▶ **Acciones a realizar**:
[A] Reescriba la parte del fragmento sobre las comunidades q'eqchi' y el agua que comienza con las palabras «Se trata de» y termina con «personas, tiene vida.», sustituyendo «arroyos» por «riachuelos».
[B] Prolongue el fragmento sobre las comunidades q'eqchi' y el agua a partir de su última oración.

Se trata de una expansión que, según atestiguan las comunidades, se ha hecho a costa de talar los bosques, contaminar los ríos y exterminar las especies que habitaban originalmente estos territorios.

«Cuando entramos a la comunidad en el año 93, el lugar era bonito. Había arroyos y agua. Ahora, ya todo se secó. Nuestras siembras y cultivos se están muriendo», dice Nicolás Sotz, guía espiritual de 72 años en Tezulutlán II, una comunidad rural en Sayaxché, Petén.

Para llegar a la vivienda de Sotz, primero se atraviesa la aldea rural Esperancita del Río, de Chisec, la cual muestra en su entrada un rótulo que advierte que en esa comunidad no se vende tierra a «personas extranjeras». Otro letrero anuncia que el río San Román es sujeto de derecho y que, al igual que las personas, tiene vida.

Para la población maya q’eqchi’, los bosques y el agua representan más que medios de producción. Los consideran sujetos de derecho al igual que las personas y tienen una relación de respeto con su entorno natural.

«El río significa vida para la comunidad. No podemos vivir sin agua, es la vida del pueblo y de la comunidad», insiste Sotz, mientras sostiene en la sala de su vivienda la vara que lo distingue como autoridad ancestral. Detrás suyo, como si lo refrendara al hablar, se encuentra un altar ceremonial, frente al cual pide todos los días que el agua no falte.

Esta relación con el entorno natural la explicaron las siete comunidades y caseríos en una petición de medidas cautelares que hicieron a la Comisión Interamericana de Derechos Humanos (Cidh) en 2020 para que se garantizara el derecho de acceso al agua y a la salud, y se les protegiera del riesgo de ser criminalizados.

La petición se hizo por medio de la Procuraduría de los Derechos Humanos, pero aseguran que al asumir el actual procurador, José Córdova, ya no se actualizó la información a la CIDH, según refirió el equipo legal que asistió a las comunidades. Esto impidió que se les otorgaran las medidas cautelares. La actual administración no respondió a las preguntas de Plaza Pública sobre por qué no se le dio seguimiento.

[Elementos de una fuente de datos]
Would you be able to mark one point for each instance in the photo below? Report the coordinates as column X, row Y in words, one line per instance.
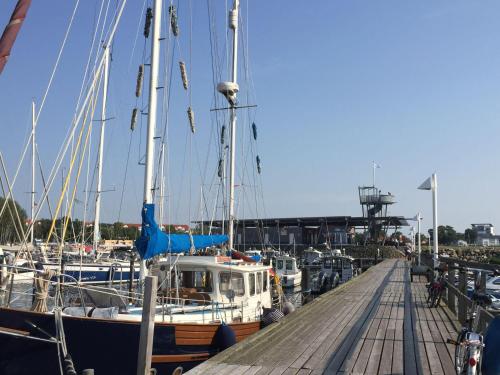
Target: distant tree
column 447, row 235
column 423, row 238
column 12, row 221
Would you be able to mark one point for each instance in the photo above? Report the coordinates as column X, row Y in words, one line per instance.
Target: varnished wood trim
column 169, row 358
column 16, row 331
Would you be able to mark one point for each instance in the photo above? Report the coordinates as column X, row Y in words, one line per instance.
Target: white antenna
column 33, row 126
column 153, row 98
column 229, row 90
column 97, row 218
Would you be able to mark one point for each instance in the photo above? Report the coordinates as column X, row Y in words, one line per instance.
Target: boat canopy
column 154, row 242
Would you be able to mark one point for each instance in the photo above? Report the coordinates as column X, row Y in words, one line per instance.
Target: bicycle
column 435, row 289
column 469, row 343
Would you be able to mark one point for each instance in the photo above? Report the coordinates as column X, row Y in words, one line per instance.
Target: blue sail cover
column 155, row 242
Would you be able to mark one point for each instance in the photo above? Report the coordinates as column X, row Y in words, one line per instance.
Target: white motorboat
column 287, row 270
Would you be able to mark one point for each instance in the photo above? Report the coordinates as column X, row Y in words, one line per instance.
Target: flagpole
column 419, row 219
column 373, row 173
column 434, row 219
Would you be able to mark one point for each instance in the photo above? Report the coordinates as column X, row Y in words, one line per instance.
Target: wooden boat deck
column 377, row 323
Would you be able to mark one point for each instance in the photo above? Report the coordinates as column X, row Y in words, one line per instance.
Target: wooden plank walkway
column 377, row 323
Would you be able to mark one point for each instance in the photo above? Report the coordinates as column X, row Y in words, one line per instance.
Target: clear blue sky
column 413, row 85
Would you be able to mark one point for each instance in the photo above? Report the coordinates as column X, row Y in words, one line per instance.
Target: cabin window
column 201, row 280
column 251, row 279
column 232, row 280
column 259, row 282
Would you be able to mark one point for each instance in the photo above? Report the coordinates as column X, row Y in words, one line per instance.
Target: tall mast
column 97, row 218
column 33, row 151
column 162, row 187
column 153, row 86
column 229, row 90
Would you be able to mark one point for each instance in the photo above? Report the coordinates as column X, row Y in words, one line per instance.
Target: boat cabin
column 343, row 265
column 208, row 280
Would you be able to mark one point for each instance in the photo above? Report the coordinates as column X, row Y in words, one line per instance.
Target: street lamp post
column 431, row 184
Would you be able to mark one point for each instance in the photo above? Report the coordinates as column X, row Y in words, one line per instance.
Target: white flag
column 426, row 185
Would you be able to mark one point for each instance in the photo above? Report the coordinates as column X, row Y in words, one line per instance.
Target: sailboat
column 206, row 295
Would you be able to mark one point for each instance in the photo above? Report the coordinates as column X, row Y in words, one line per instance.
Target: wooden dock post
column 147, row 326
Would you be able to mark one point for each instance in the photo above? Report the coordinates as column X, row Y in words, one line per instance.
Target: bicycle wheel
column 461, row 355
column 430, row 297
column 437, row 301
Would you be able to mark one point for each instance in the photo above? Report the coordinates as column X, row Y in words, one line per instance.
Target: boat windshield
column 231, row 280
column 251, row 281
column 201, row 280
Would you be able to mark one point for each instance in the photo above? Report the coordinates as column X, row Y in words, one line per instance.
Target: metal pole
column 434, row 218
column 97, row 218
column 33, row 153
column 233, row 24
column 162, row 186
column 373, row 173
column 147, row 326
column 153, row 85
column 419, row 219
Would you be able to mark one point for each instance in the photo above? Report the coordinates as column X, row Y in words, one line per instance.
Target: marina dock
column 376, row 323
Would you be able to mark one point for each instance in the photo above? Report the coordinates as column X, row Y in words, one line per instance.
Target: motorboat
column 286, row 268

▶ **Conjunto de respuestas**:
[A]
Se trata de una expansión que, según atestiguan las comunidades, se ha hecho a costa de talar los bosques, contaminar los ríos y exterminar las especies que habitaban originalmente estos territorios.

«Cuando entramos a la comunidad en el año 93, el lugar era bonito. Había riachuelos y agua. Ahora, ya todo se secó. Nuestras siembras y cultivos se están muriendo», dice Nicolás Sotz, guía espiritual de 72 años en Tezulutlán II, una comunidad rural en Sayaxché, Petén.

Para llegar a la vivienda de Sotz, primero se atraviesa la aldea rural Esperancita del Río, de Chisec, la cual muestra en su entrada un rótulo que advierte que en esa comunidad no se vende tierra a «personas extranjeras». Otro letrero anuncia que el río San Román es sujeto de derecho y que, al igual que las personas, tiene vida.

[B]
En 2020 el Maga reportó que Petén y Alta Verapaz contaban con 111,866.78 hectáreas de palma africana. Sin embargo, este ministerio comunicó que en total hay 210,650 hectáreas de tierra en ambos departamentos cuyas características son propicias para la expansión de este monocultivo. Esta extensión es casi el doble de la que ocupa la palma actualmente.

Diagnósticos como este motivan a los palmicultores a expandir sus siembras. Industrias Chiquibul, por ejemplo, reconoció que tiene previsto «un pequeño crecimiento orgánico», sin especificar cuánto, y aseguró que «antes de realizar algún cambio de tipo de suelo, se hacen análisis ambientales para determinar si el lote a sembrar pueda tener algún riesgo de deforestación».

Sin embargo, habitantes de las comunidades donde se siembra la palma vinculan a este cultivo con la destrucción de ríos y bosques. Y desde ya, advierten que no venderán sus tierras y que resistirán a la expansión del monocultivo.

Así lo anuncia Santiago Caal, autoridad ancestral, miembro del Movimiento de Comunidades en Defensa del Agua Qana’ Ch’och y uno de los denunciantes de la contaminación, parado frente al río San Román.

La razón que los motiva en su lucha es sencilla, dice.

«Nosotros defendemos al río, pero el río también nos defiende a nosotros dándonos vida».